### TAREFA PROPOSTA A
Reúna todas as linhas das entradas abaixo que contêm a sequência "spire" e copie cada uma delas. Diferencie maiúsculas de minúsculas.

### TEXTO CITADO
==============================

Criar a trilha sonora de Hora de Aventura parece basicamente o trabalho mais divertido do mundo, então, para descobrir mais sobre o assunto, falamos com Casey James Basichis e Tim Kiefer, as mentes que mapeiam musicalmente a Terra de Ooo desde a sua criação.

Continua abaixo…

Casey e Tim, as fotos são cortesia de Casey e Tim.

Noisey: Oi, pessoal! Então, antes de falarmos sobre Hora de Aventura, li que vocês já tiveram uma banda durante algum tempo, chamada Casey James and the Staypuft Kid. Podem nos contar um pouco sobre isso?

==============================

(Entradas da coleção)
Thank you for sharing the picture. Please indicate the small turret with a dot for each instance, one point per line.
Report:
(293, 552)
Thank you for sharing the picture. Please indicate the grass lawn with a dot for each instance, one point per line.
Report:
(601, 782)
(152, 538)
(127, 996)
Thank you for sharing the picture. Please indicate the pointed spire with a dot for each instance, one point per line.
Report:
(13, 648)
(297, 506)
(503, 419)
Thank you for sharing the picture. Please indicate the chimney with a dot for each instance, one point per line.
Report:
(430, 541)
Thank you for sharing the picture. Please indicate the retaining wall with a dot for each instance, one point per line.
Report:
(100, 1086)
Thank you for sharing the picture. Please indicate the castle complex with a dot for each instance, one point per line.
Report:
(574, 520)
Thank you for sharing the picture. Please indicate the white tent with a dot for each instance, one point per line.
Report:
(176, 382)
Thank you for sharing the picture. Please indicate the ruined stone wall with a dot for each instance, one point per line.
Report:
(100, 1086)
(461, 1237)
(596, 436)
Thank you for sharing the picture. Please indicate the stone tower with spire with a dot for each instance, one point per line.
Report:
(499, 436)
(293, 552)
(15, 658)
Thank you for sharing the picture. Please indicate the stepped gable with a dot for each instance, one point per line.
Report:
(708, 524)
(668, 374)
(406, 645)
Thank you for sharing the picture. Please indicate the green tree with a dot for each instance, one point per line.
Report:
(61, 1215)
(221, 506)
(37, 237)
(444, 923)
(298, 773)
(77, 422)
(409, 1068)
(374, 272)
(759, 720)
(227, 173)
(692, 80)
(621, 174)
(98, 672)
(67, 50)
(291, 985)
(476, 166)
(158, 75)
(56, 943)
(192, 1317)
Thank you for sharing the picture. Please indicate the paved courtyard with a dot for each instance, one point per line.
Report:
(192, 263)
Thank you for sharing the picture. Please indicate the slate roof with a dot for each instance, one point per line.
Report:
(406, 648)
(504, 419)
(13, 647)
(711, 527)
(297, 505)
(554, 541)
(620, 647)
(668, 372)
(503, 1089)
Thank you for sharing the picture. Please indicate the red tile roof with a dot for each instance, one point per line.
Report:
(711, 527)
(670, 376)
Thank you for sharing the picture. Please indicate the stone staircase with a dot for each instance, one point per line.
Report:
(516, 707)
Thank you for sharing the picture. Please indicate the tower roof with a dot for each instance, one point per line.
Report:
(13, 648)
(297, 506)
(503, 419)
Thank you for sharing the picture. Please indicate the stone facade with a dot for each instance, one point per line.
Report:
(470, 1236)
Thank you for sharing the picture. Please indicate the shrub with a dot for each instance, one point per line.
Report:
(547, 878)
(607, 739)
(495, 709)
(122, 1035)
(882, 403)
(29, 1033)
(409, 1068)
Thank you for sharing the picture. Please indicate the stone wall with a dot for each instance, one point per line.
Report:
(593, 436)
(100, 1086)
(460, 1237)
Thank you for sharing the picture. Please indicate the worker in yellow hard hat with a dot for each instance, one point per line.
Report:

==============================

### TAREFA PROPOSTA B
Prossiga com a entrevista sobre a trilha sonora de Hora de Aventura a partir do ponto em que ela termina.

### RESPOSTA REDIGIDA A
Thank you for sharing the picture. Please indicate the pointed spire with a dot for each instance, one point per line.
Thank you for sharing the picture. Please indicate the stone tower with spire with a dot for each instance, one point per line.

### RESPOSTA REDIGIDA B
Tim: Que bom que você perguntou, Emma. Casey e eu lançamos alguns discos de forma independente e basicamente invadimos a cena musical do sul da Califórnia em 2007. Fomos a primeira dupla do mundo (mas, mais importante, do Myspace) a tocar ukuleles e Gameboys. A gente pintava com tinta spray os encartes dos CDs, feitos com um tecido felpudo, compunha no apartamento/navio pirata do Casey e vivia obcecado com os e-mails que recebíamos dos fãs. Os discos estão vivos e passam bem no meu site, timspace.com.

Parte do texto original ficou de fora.